### WHAT IS BEING ASKED
Please copy out the passage on the KCAT annotation tool below, word for word and in full.

To solve this extremely hard annotation task, we use Entity Linking (EL) to constrain the candidate types of the entity mention. Entity Linking, which tries to link entity mention to a unique entity in a specific knowledge base (i.e. Yago or Freebase), has been studied for years. The state-of-the-art EL system yields 0.93 F1 score in Conll2003Sang and Buchholz (2000), while the F1 scores of FET vary from 0.40 Onoe and Durrett (2019) to 0.79 Abhishek et al. (2017) on different datasets. With the help of EL, the candidate types of a mention can be greatly reduced as shown in the Table 1. Based on this observation, we develop a Knowledge-Constraint Typing Annotation Tool (KCAT). KCAT uses an external entity linking tool to constrain the candidate types of mentions. Because errors made by Entity Linking are inevitable, we provide an EL revision extension in KCAT which can also help the annotation of Entity Linking. The extension uses the coarse-grained type of mention to constrain the candidate entities of mention, which greatly saves the time of revising EL result. The details of the annotation interaction are described in section 3. Besides using the Knowledge Constraint technology to make the annotation of FET easier, KCAT provides other 4 functions to further improve the annotation efficiency: Hierarchical Structure Visualization, Annotation Hint, Annotation Modification and Annotation Export. In brief, KCAT has the advantages as follows:

•

**Knowledge-Constraint: **it visualizes candidate types hierarchically, which is extracted from Knowledge Base and reduced by entity linking.

### RECORD LIST
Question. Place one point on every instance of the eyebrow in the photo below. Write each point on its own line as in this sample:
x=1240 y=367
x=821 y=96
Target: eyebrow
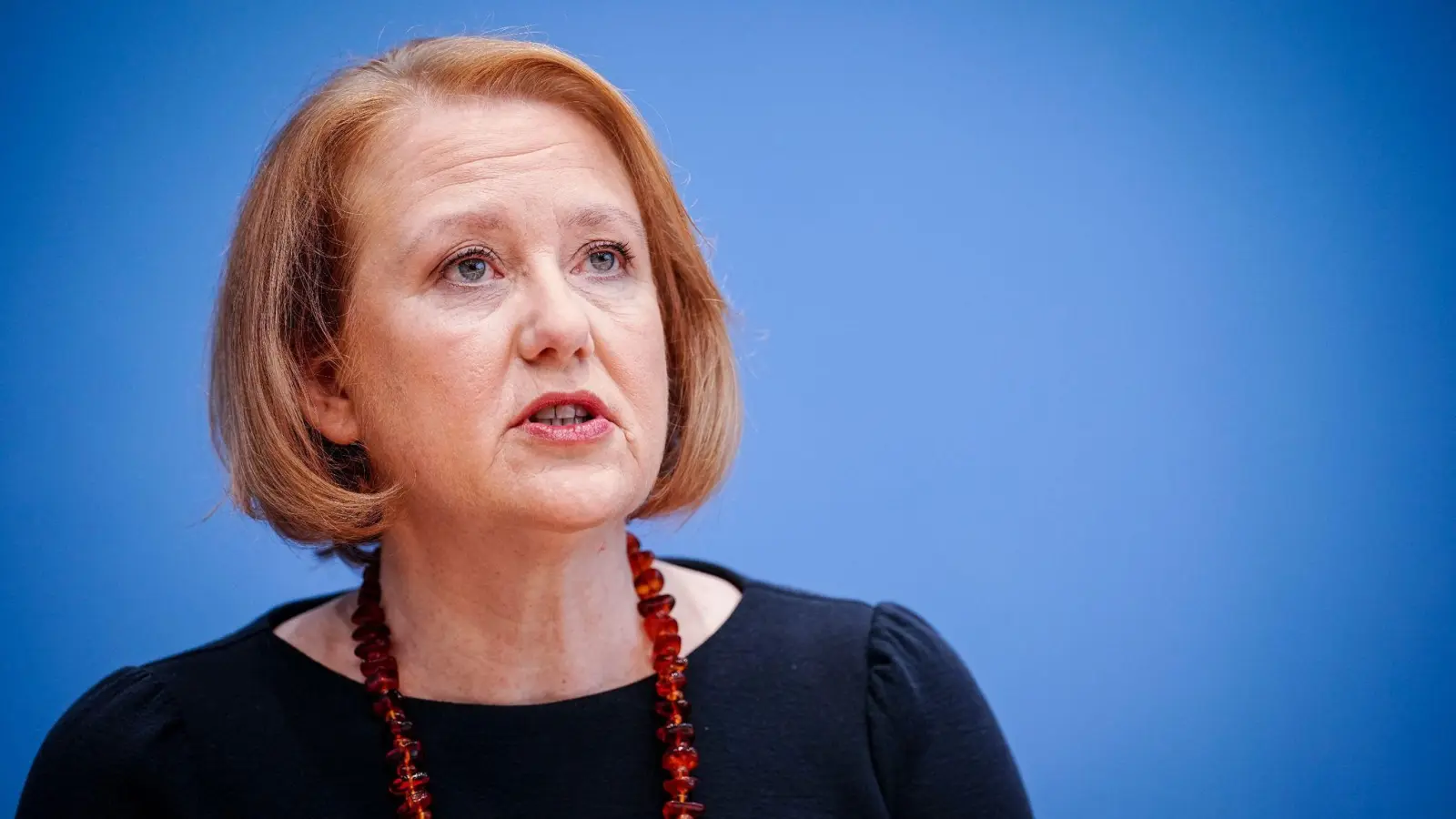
x=587 y=217
x=602 y=216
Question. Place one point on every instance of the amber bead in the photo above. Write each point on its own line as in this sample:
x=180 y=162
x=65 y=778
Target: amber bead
x=674 y=710
x=669 y=663
x=659 y=624
x=667 y=646
x=681 y=760
x=681 y=733
x=641 y=561
x=404 y=749
x=648 y=583
x=670 y=687
x=408 y=783
x=682 y=809
x=657 y=605
x=414 y=800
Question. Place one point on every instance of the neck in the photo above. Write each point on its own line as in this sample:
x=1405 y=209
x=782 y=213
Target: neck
x=511 y=615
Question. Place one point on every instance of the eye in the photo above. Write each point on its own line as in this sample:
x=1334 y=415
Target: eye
x=608 y=258
x=470 y=266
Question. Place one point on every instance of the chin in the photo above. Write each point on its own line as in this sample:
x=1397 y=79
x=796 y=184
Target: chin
x=579 y=503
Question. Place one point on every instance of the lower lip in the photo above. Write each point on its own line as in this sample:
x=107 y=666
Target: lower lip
x=587 y=431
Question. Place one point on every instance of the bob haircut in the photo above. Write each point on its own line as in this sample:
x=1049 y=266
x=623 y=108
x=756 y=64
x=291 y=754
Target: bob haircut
x=284 y=300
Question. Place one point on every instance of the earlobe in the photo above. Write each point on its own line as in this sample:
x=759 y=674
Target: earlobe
x=328 y=405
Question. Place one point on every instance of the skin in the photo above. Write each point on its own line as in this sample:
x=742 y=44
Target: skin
x=501 y=256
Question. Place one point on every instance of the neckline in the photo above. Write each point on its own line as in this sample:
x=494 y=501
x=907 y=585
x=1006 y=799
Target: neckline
x=327 y=676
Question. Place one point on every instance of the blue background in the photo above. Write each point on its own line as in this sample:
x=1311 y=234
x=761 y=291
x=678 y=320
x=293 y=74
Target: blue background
x=1114 y=339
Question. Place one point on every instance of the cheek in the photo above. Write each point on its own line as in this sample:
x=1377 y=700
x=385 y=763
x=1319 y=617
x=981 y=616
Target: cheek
x=437 y=383
x=648 y=385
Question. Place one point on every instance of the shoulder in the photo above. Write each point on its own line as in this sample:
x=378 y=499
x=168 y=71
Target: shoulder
x=934 y=742
x=118 y=738
x=140 y=736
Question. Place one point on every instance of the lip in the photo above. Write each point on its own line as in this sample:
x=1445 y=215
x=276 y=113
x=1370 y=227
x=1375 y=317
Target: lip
x=581 y=398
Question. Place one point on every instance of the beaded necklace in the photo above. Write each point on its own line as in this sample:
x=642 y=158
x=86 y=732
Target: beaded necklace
x=382 y=680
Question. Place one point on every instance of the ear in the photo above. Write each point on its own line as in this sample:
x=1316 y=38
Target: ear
x=328 y=405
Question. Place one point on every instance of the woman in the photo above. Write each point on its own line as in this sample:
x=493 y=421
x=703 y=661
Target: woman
x=465 y=336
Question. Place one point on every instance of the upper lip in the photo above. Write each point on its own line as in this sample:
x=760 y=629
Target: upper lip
x=581 y=398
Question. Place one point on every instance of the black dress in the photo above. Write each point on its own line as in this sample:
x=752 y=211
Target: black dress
x=805 y=707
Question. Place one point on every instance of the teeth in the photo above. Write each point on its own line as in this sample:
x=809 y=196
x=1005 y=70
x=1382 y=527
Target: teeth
x=561 y=414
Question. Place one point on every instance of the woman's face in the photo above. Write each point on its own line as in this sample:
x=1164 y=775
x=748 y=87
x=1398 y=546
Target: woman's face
x=501 y=256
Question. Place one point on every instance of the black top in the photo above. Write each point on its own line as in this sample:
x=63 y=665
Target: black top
x=805 y=707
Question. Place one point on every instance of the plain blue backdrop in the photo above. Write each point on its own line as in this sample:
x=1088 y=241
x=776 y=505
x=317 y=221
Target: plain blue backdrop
x=1118 y=339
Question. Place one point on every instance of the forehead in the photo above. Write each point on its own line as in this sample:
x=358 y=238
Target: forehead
x=487 y=155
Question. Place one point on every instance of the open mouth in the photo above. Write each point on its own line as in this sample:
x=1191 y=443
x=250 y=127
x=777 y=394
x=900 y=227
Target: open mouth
x=562 y=416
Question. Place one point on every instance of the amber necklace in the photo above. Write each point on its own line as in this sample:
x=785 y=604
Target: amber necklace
x=382 y=680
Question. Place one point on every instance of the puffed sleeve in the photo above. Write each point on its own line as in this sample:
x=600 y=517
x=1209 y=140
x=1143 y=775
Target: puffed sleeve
x=936 y=746
x=116 y=753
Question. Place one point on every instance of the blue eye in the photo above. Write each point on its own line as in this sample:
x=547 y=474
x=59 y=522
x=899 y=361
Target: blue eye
x=603 y=261
x=470 y=267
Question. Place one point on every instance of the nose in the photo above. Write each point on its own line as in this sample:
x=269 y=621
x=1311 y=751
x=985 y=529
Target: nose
x=555 y=327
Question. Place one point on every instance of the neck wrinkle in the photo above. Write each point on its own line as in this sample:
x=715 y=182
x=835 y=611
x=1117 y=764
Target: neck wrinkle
x=511 y=617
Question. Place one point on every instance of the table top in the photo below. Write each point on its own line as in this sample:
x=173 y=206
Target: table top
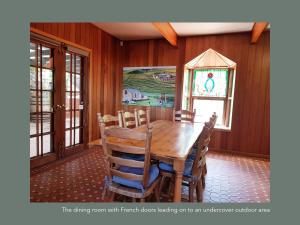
x=169 y=139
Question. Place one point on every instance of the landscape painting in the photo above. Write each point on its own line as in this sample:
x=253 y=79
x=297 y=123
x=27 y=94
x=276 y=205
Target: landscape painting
x=149 y=86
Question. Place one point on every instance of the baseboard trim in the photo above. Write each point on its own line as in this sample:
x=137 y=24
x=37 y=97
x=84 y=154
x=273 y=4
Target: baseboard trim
x=253 y=155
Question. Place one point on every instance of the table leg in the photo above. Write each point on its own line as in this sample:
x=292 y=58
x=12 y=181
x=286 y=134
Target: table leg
x=178 y=166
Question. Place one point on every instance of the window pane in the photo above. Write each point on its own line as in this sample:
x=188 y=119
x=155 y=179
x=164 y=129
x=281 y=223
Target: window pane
x=73 y=63
x=77 y=118
x=68 y=61
x=47 y=101
x=67 y=138
x=47 y=79
x=32 y=147
x=186 y=90
x=68 y=82
x=34 y=118
x=77 y=136
x=212 y=83
x=47 y=59
x=78 y=64
x=32 y=77
x=67 y=104
x=34 y=99
x=205 y=108
x=46 y=144
x=46 y=122
x=33 y=54
x=77 y=79
x=67 y=119
x=76 y=100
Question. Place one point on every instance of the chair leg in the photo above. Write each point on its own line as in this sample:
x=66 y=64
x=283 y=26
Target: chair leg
x=204 y=169
x=162 y=182
x=157 y=193
x=203 y=181
x=191 y=192
x=112 y=196
x=199 y=191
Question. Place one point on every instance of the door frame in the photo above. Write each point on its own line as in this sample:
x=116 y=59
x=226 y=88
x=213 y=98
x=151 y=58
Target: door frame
x=54 y=40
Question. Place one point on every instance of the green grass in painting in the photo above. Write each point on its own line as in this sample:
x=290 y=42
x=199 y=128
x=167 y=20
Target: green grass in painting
x=142 y=80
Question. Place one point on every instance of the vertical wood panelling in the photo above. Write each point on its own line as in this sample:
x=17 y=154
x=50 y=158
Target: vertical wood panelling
x=104 y=63
x=250 y=131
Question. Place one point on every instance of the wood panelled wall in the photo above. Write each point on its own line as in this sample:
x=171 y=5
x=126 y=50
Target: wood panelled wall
x=105 y=64
x=250 y=133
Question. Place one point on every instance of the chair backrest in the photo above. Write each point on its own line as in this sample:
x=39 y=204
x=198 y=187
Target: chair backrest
x=129 y=119
x=203 y=142
x=110 y=120
x=143 y=116
x=184 y=115
x=114 y=161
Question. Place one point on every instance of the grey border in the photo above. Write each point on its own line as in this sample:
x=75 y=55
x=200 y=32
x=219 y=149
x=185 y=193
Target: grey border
x=14 y=167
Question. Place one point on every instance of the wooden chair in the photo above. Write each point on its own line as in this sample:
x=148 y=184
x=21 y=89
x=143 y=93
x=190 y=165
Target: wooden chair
x=143 y=117
x=129 y=119
x=184 y=115
x=128 y=177
x=192 y=172
x=210 y=127
x=110 y=120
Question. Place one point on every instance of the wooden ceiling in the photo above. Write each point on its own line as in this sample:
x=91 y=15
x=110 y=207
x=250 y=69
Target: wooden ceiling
x=172 y=30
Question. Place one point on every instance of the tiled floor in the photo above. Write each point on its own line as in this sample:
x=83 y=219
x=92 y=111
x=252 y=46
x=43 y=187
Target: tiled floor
x=80 y=179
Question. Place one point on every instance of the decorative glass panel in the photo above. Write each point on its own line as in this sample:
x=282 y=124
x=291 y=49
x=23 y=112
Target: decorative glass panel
x=205 y=108
x=210 y=83
x=186 y=90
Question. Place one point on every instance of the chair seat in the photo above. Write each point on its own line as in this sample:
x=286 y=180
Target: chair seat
x=136 y=157
x=192 y=155
x=169 y=167
x=153 y=174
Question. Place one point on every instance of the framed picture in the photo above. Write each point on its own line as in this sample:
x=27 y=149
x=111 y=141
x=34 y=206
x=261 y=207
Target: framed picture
x=149 y=86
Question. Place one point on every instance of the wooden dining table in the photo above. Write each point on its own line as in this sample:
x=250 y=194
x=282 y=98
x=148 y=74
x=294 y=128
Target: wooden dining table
x=171 y=143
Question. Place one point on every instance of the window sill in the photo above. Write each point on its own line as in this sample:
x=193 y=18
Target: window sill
x=220 y=128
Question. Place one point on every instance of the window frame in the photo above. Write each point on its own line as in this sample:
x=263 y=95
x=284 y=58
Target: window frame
x=228 y=99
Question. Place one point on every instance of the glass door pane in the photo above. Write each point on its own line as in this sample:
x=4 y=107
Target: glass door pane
x=41 y=99
x=73 y=100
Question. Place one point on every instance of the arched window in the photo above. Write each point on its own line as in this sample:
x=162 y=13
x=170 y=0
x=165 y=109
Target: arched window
x=208 y=87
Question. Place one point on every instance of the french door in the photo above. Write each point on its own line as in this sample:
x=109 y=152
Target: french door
x=58 y=101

### WRITTEN RESPONSE
To solve this extremely hard annotation task, we use Entity Linking (EL) to constrain the candidate types of the entity mention. Entity Linking, which tries to link entity mention to a unique entity in a specific knowledge base (i.e. Yago or Freebase), has been studied for years. The state-of-the-art EL system yields 0.93 F1 score in Conll2003Sang and Buchholz (2000), while the F1 scores of FET vary from 0.40 Onoe and Durrett (2019) to 0.79 Abhishek et al. (2017) on different datasets. With the help of EL, the candidate types of a mention can be greatly reduced as shown in the Table 1. Based on this observation, we develop a Knowledge-Constraint Typing Annotation Tool (KCAT). KCAT uses an external entity linking tool to constrain the candidate types of mentions. Because errors made by Entity Linking are inevitable, we provide an EL revision extension in KCAT which can also help the annotation of Entity Linking. The extension uses the coarse-grained type of mention to constrain the candidate entities of mention, which greatly saves the time of revising EL result. The details of the annotation interaction are described in section 3. Besides using the Knowledge Constraint technology to make the annotation of FET easier, KCAT provides other 4 functions to further improve the annotation efficiency: Hierarchical Structure Visualization, Annotation Hint, Annotation Modification and Annotation Export. In brief, KCAT has the advantages as follows:

•

**Knowledge-Constraint: **it visualizes candidate types hierarchically, which is extracted from Knowledge Base and reduced by entity linking.